-- Opening Marker --

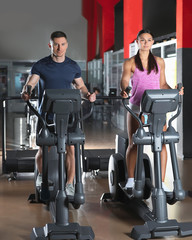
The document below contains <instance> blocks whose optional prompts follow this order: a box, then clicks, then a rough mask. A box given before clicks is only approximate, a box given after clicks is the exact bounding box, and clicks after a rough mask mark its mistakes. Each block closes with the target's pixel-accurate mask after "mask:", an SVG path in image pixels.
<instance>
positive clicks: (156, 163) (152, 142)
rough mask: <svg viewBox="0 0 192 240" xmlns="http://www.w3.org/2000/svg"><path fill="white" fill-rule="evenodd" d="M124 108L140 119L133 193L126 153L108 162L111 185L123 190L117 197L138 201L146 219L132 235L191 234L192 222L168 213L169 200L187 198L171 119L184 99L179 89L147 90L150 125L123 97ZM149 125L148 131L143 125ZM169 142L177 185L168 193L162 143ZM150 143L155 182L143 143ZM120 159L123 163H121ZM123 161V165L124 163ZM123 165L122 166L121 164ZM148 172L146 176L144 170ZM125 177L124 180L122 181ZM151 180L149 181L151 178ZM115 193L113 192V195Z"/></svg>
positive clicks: (139, 206) (141, 212)
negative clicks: (151, 197)
mask: <svg viewBox="0 0 192 240" xmlns="http://www.w3.org/2000/svg"><path fill="white" fill-rule="evenodd" d="M123 102H124V106H125V108H126V109H127V110H128V111H129V112H130V113H131V114H132V116H133V117H134V118H135V119H136V120H137V121H138V123H139V128H138V130H137V131H136V133H135V134H134V135H133V142H134V144H137V162H136V171H135V185H134V188H133V194H132V195H131V196H130V195H129V194H127V192H126V191H125V190H124V186H125V182H123V181H125V179H126V176H127V173H126V165H125V161H124V162H122V160H124V158H125V156H122V155H121V154H118V153H117V155H116V156H112V157H111V159H112V164H111V165H112V167H110V163H109V185H110V187H109V188H110V189H113V190H114V188H116V189H117V190H116V191H115V193H116V195H115V196H116V198H117V194H121V195H120V197H118V200H121V199H122V200H123V196H125V197H126V198H127V199H128V200H129V201H128V202H127V203H128V204H130V205H131V206H134V205H135V209H137V210H138V213H139V215H140V216H141V217H142V218H143V219H144V221H145V224H144V225H143V226H135V227H133V230H132V232H131V237H132V238H133V239H137V240H140V239H150V238H156V237H165V236H180V237H184V236H189V235H192V223H178V222H177V221H176V220H174V219H173V220H169V219H168V214H167V203H168V204H174V203H175V202H177V201H181V200H183V199H184V198H185V191H184V190H183V188H182V184H181V180H180V176H179V168H178V163H177V157H176V150H175V143H177V142H178V141H179V134H178V133H177V132H176V131H175V129H174V128H173V126H172V121H173V120H174V119H175V118H176V117H177V116H178V115H179V114H180V111H181V99H180V96H179V91H178V90H177V89H162V90H146V91H145V92H144V94H143V98H142V101H141V108H142V112H144V113H147V114H148V115H149V116H148V122H147V125H145V124H143V123H142V121H141V119H140V118H139V117H138V116H137V115H136V114H134V112H132V110H131V109H130V108H129V107H128V106H127V105H126V103H125V100H123ZM176 109H177V112H176V114H175V115H174V116H173V117H172V118H171V119H170V120H169V122H168V128H167V130H166V131H165V132H163V127H164V125H165V123H166V113H167V112H173V111H175V110H176ZM146 126H147V127H148V128H149V132H146V131H145V129H144V127H146ZM163 144H168V145H169V148H170V153H171V161H172V168H173V177H174V183H173V185H174V189H173V192H172V193H171V194H168V195H167V194H166V193H165V192H164V190H163V188H162V178H161V156H160V153H161V150H162V145H163ZM144 145H151V147H152V152H153V154H154V177H155V179H154V185H153V182H152V178H151V179H150V174H149V173H150V171H146V166H145V163H144V161H143V159H144V157H143V147H144ZM119 161H120V162H121V164H120V163H119ZM122 163H123V166H122ZM119 166H120V168H119ZM146 172H147V173H148V174H149V175H148V176H146V175H145V173H146ZM122 180H123V181H122ZM149 180H150V181H149ZM145 186H147V187H148V189H149V188H150V191H151V193H152V194H151V197H152V207H153V208H152V210H150V209H149V208H148V207H147V205H146V204H144V202H143V201H142V199H144V196H145ZM112 196H113V195H112Z"/></svg>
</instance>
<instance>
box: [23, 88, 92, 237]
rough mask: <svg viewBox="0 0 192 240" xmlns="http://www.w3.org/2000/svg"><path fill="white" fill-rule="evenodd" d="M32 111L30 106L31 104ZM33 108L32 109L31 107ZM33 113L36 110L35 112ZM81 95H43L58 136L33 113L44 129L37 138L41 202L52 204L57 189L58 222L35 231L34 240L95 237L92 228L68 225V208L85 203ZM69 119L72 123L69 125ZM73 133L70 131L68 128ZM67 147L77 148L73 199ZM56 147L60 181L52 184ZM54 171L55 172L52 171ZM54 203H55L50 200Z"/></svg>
mask: <svg viewBox="0 0 192 240" xmlns="http://www.w3.org/2000/svg"><path fill="white" fill-rule="evenodd" d="M28 106H29V107H30V104H28ZM30 108H31V107H30ZM32 110H33V111H34V109H32ZM80 110H81V95H80V91H79V90H76V89H49V90H45V92H44V102H43V112H45V113H48V112H49V113H51V114H53V115H54V118H55V133H50V132H49V130H48V128H47V126H46V122H45V120H44V119H43V118H42V117H41V115H39V114H38V112H37V111H34V112H35V114H36V115H37V116H38V118H39V119H41V121H42V124H43V127H42V129H41V131H40V133H39V134H38V135H37V145H39V146H42V150H43V172H42V180H43V182H42V186H41V191H40V198H41V199H42V200H43V201H45V202H49V201H50V199H52V197H51V195H50V192H51V191H50V190H51V189H53V188H57V186H58V191H57V195H56V196H55V222H54V223H48V224H46V225H45V226H44V227H42V228H33V231H32V233H31V239H33V240H34V239H41V240H43V239H60V240H62V239H79V240H81V239H89V240H92V239H94V233H93V231H92V228H91V227H89V226H80V225H79V224H78V223H69V216H68V211H69V209H68V204H69V202H72V203H73V204H74V205H81V204H83V203H84V202H85V197H84V193H83V184H82V180H81V161H80V144H83V143H84V139H85V137H84V133H83V132H82V130H81V128H80V121H81V118H80ZM69 116H71V118H72V121H71V122H70V123H69ZM69 126H70V127H73V128H72V129H73V131H71V132H70V131H68V127H69ZM66 144H68V145H75V164H76V168H75V171H76V182H75V195H74V198H73V197H72V198H69V197H68V196H67V195H66V193H65V183H66V169H65V151H66ZM49 146H56V147H57V153H58V156H59V159H58V164H56V165H57V166H58V169H57V170H56V171H57V173H58V180H56V182H55V183H54V182H52V184H51V186H50V183H49V174H48V169H49V167H50V166H49V161H48V154H49V153H48V147H49ZM51 171H54V169H51ZM51 201H52V200H51Z"/></svg>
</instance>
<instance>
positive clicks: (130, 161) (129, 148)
mask: <svg viewBox="0 0 192 240" xmlns="http://www.w3.org/2000/svg"><path fill="white" fill-rule="evenodd" d="M127 124H128V125H127V129H128V138H129V143H128V148H127V152H126V164H127V172H128V181H127V184H126V186H125V188H132V187H133V185H134V172H135V165H136V160H137V146H136V145H135V144H133V140H132V135H133V133H135V132H136V130H137V129H138V126H139V124H138V122H137V121H136V120H135V118H134V117H132V115H131V114H130V113H128V115H127Z"/></svg>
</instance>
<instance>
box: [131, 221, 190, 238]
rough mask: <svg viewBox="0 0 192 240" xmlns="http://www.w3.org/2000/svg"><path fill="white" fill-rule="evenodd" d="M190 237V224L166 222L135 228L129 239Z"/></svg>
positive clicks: (189, 222)
mask: <svg viewBox="0 0 192 240" xmlns="http://www.w3.org/2000/svg"><path fill="white" fill-rule="evenodd" d="M190 235H192V223H190V222H186V223H178V222H177V221H176V220H168V221H167V222H165V223H157V222H155V221H148V222H146V223H145V224H144V225H142V226H135V227H134V228H133V229H132V232H131V237H132V238H133V239H136V240H141V239H150V238H159V237H165V236H179V237H185V236H190Z"/></svg>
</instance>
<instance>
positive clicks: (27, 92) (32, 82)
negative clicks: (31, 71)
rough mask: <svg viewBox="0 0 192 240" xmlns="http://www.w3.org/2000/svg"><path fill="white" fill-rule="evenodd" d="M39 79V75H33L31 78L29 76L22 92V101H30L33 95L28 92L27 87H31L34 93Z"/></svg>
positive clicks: (25, 83) (31, 75)
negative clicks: (30, 97) (23, 100)
mask: <svg viewBox="0 0 192 240" xmlns="http://www.w3.org/2000/svg"><path fill="white" fill-rule="evenodd" d="M39 79H40V77H39V75H37V74H32V75H31V76H29V78H28V80H27V82H26V83H25V85H24V86H23V89H22V92H21V98H22V99H24V100H25V101H28V100H29V99H30V95H31V94H29V93H28V92H27V86H31V91H32V90H33V89H34V88H35V86H36V84H37V83H38V82H39Z"/></svg>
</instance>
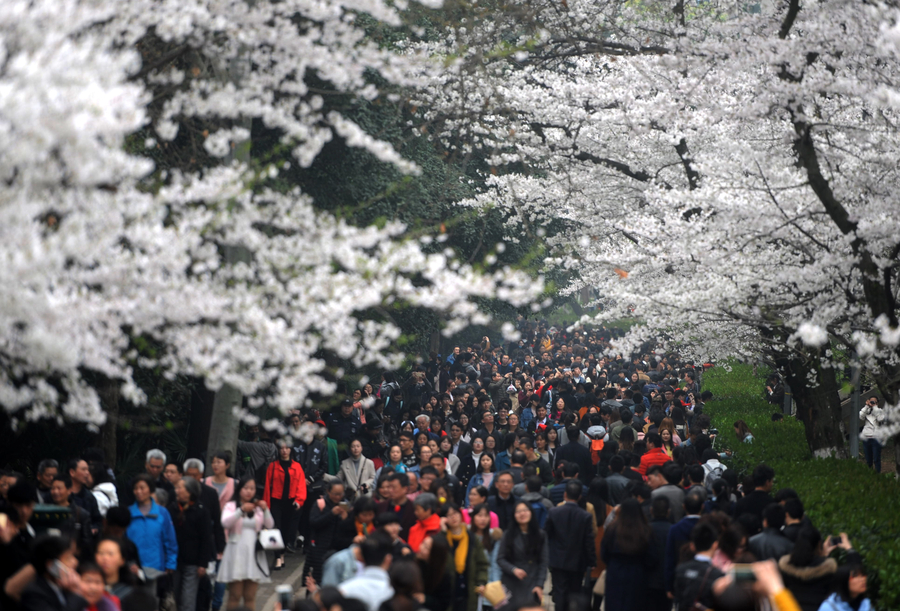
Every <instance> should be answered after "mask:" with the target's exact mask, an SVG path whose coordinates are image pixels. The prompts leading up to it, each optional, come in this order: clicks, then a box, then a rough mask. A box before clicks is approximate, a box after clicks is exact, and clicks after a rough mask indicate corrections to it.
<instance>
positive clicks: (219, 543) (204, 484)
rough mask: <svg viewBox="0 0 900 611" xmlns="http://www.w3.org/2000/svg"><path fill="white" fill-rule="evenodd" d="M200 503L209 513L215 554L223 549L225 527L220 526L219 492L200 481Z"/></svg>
mask: <svg viewBox="0 0 900 611" xmlns="http://www.w3.org/2000/svg"><path fill="white" fill-rule="evenodd" d="M200 504H201V505H203V507H205V508H206V511H207V512H208V513H209V522H210V525H211V528H212V537H213V550H214V552H215V553H216V554H221V553H222V552H224V551H225V529H224V528H222V510H221V509H220V506H219V492H218V491H217V490H216V489H215V488H213V487H212V486H207V485H206V484H204V483H202V482H201V483H200Z"/></svg>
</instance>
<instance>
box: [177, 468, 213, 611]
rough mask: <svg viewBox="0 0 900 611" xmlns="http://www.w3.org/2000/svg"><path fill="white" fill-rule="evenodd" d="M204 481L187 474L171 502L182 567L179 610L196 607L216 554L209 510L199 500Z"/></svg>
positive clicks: (180, 587)
mask: <svg viewBox="0 0 900 611" xmlns="http://www.w3.org/2000/svg"><path fill="white" fill-rule="evenodd" d="M201 492H202V488H201V484H200V482H198V481H197V480H195V479H194V478H192V477H185V478H184V479H181V480H179V481H178V483H176V484H175V502H174V503H171V504H170V505H169V513H170V514H171V516H172V524H173V525H174V526H175V538H176V540H177V541H178V568H177V570H176V572H175V583H174V586H175V587H174V590H175V598H176V600H177V601H178V609H179V611H194V609H195V607H196V604H197V589H198V587H199V583H200V579H201V578H202V577H204V576H206V567H207V565H208V564H209V563H210V561H211V560H212V559H213V558H215V553H214V551H213V536H212V524H211V523H210V520H209V511H207V510H206V508H205V507H203V505H202V504H201V503H200V502H199V500H200V495H201Z"/></svg>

-- Closing Marker --

Task instructions. Copy the lines from the first line through the one that contains "positive clicks: (156, 163) (152, 142)", leaving the pictures out of your answer.

Exercise output.
The document below contains <instance> blocks whose optional prompts follow this order: a box, then clicks, then a rough mask. A box given before clicks is only approximate, a box given after clicks is the exact bounding box, and clicks after a rough mask mark its mistakes. Each block closes with the target's pixel-accurate mask after "mask:", an SVG path in image pixels.
<instance>
positive clicks: (156, 163) (152, 142)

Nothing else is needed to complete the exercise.